→ Texte source
□ □ □ □

Ce texte poursuit l’objectif de mieux faire connaître le patrimoine bâti de Granby, grâce à une approche qui catégorise les bâtiments patrimoniaux selon leur usage au cours des ans. Il s’agit, en quelque sorte, de mettre en lumière le rôle et la fonction que jouent les bâtiments dans les paysages urbains et ruraux et de montrer comment les formes architecturales sont historiquement déterminées. De façon générale, on remarque un rapport étroit entre les types architecturaux et la nature et l’importance des fonctions industrielles, commerciales et institutionnelles assumées par les villes. Ainsi, Granby, cité industrielle, se distingue-t-elle par son architecture de Saint-Hyacinthe et de Saint-Jean-sur-Richelieu, deux villes diocésaines aux fonctions institutionnelles beaucoup plus développées.

□ □ □ □

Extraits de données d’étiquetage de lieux
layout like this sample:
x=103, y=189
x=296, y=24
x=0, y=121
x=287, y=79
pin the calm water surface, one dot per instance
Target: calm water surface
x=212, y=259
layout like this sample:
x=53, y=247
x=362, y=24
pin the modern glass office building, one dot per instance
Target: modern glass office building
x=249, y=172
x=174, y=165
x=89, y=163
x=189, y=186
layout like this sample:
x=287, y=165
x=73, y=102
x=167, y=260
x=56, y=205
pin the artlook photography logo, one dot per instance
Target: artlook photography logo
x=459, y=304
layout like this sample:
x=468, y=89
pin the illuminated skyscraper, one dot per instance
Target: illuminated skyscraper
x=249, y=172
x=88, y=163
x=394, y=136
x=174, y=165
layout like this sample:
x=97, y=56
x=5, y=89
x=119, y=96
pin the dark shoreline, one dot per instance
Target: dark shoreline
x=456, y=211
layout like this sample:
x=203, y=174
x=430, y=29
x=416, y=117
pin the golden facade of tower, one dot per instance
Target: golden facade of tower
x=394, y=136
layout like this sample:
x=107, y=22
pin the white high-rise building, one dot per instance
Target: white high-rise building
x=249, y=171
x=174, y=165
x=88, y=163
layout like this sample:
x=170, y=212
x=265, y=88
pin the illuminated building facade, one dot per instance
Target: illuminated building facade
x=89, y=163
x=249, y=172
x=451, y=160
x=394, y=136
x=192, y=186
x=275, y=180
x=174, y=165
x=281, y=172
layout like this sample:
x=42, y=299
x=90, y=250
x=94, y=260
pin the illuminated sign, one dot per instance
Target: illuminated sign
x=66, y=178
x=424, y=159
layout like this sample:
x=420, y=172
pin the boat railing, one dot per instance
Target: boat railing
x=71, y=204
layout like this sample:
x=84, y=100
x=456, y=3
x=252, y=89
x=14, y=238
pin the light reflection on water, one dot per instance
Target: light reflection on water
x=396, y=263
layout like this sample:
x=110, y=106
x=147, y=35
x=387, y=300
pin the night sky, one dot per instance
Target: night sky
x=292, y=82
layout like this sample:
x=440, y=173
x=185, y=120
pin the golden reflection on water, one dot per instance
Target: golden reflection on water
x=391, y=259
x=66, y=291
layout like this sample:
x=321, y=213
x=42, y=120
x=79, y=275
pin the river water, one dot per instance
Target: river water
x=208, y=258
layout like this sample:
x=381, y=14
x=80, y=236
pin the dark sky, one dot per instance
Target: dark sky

□ □ □ □

Recopiez fidèlement le passage du texte sur le patrimoine bâti de Granby qui commence par « Ce texte poursuit » et se poursuit jusqu’à « beaucoup plus développées. ».

Ce texte poursuit l’objectif de mieux faire connaître le patrimoine bâti de Granby, grâce à une approche qui catégorise les bâtiments patrimoniaux selon leur usage au cours des ans. Il s’agit, en quelque sorte, de mettre en lumière le rôle et la fonction que jouent les bâtiments dans les paysages urbains et ruraux et de montrer comment les formes architecturales sont historiquement déterminées. De façon générale, on remarque un rapport étroit entre les types architecturaux et la nature et l’importance des fonctions industrielles, commerciales et institutionnelles assumées par les villes. Ainsi, Granby, cité industrielle, se distingue-t-elle par son architecture de Saint-Hyacinthe et de Saint-Jean-sur-Richelieu, deux villes diocésaines aux fonctions institutionnelles beaucoup plus développées.